> Fonte
# # # # # # #
Saí cedo, antes das oito horas, pois como combinei com o chefe da oficina, de chegar à primeira hora para que pudesse aprontá-la até sexta-feira, pois era quarta-feira. Programei viagem à São Paulo no sábado. Meu filho mais novo faria trinta e nove anos na semana seguinte e fazia mais de dois meses que não o via como ao seu irmão, noras e netinhas, minhas queridas. Saudades!

Deixei lá a motocicleta, ou "La Poderosa" como a chamo, e resolvi, já que eram apenas oito horas da manhã, ir a pé até a minha casa. Uma boa pernada.

Fui caminhando pela avenida, tranquilo e sem pressa, passeando, pois na fase da vida em que estou, tenho tempo sobrando.

O dia estava nublado, cinzento e ventoso dando coloração amena ao mar e a cidade, mas sem cara de que choveria. Ótimo para caminhar.

Olhei o mapa no celular, estimando em duas horas e quarenta e cinco minutos o tempo para percorrer o trajeto. Uma bela pernada mesmo.

Continuei meu passeio, chegando à ponte Hercílio Luz, o famoso cartão postal da cidade, recuperada depois de mais de trinta anos - concluída em 1924 por empresa americana que trouxe toda a parte metálica, e reaberta ao tráfego em 2019 para carros e ônibus somente, como para ciclistas e pedestres, com vias laterais respectivas.

Segui admirando do alto da ponte a cidade emoldurada pelos morros verdes sem brilho e do mar cinza escuro, mas não perdendo, mesmo assim, a sua beleza e originalidade. É uma bela cidade.
# # # # # # #
> Dados brutos
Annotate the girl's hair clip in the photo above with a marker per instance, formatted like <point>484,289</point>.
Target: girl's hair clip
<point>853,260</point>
# # # # # # #
> Instruções
**A.** Traduza para o inglês a seguinte frase do relato da caminhada: "Olhei o mapa no celular, estimando em duas horas e quarenta e cinco minutos o tempo para percorrer o trajeto."
**B.** Transcreva fielmente, do relato da caminhada, o trecho que vai de "Continuei meu passeio, chegando" até "vias laterais respectivas.".
**C.** Prossiga com o relato da caminhada a partir do ponto em que ele se encerra.

> Resultados em sequência
**A.** I looked at the map on my phone, estimating the time to cover the route at two hours and forty-five minutes.

**B.**
Continuei meu passeio, chegando à ponte Hercílio Luz, o famoso cartão postal da cidade, recuperada depois de mais de trinta anos - concluída em 1924 por empresa americana que trouxe toda a parte metálica, e reaberta ao tráfego em 2019 para carros e ônibus somente, como para ciclistas e pedestres, com vias laterais respectivas.

**C.**
Ventava bastante, fazendo ondulações curtas no mar que quebravam com uma pequena crista de espuma, os "carneirinhos" como chamam, e as lufadas, quando fortes, empurravam-me para o gradil da ponte. A cada veículo que passava, sentia-se o trepidar do piso.

Cruzei a ponte e segui pela Avenida Beira Mar Norte, que foi totalmente aterrada, fazendo-se a dragagem da baía entre os anos de 1960 e 1980, ano da sua ampliação e formato atual, na qual há ciclovia e pista para pedestres em todo o seu percurso. É muito parecida com as do Rio de Janeiro, Avenida Atlântica, por exemplo, com seus prédios vistosos e modernos ao longo de toda ela.

Naquele horário, perto das nove horas, muitas pessoas caminhavam, corriam, pedalavam. Exercitavam-se ali. O trânsito já era infernal, com muitos carros e longas filas nas quatro faixas da avenida ao lado do calçadão em que eu passeava, do pessoal indo trabalhar . Observava a baía de mar cinzento e calmo, como um espelho, com sua vista recortada ao fundo pelo continente, aparecendo ao longe as silhuetas dos prédios, com fragatas majestosamente planando ao vento, quase que paradas sobre a minha cabeça.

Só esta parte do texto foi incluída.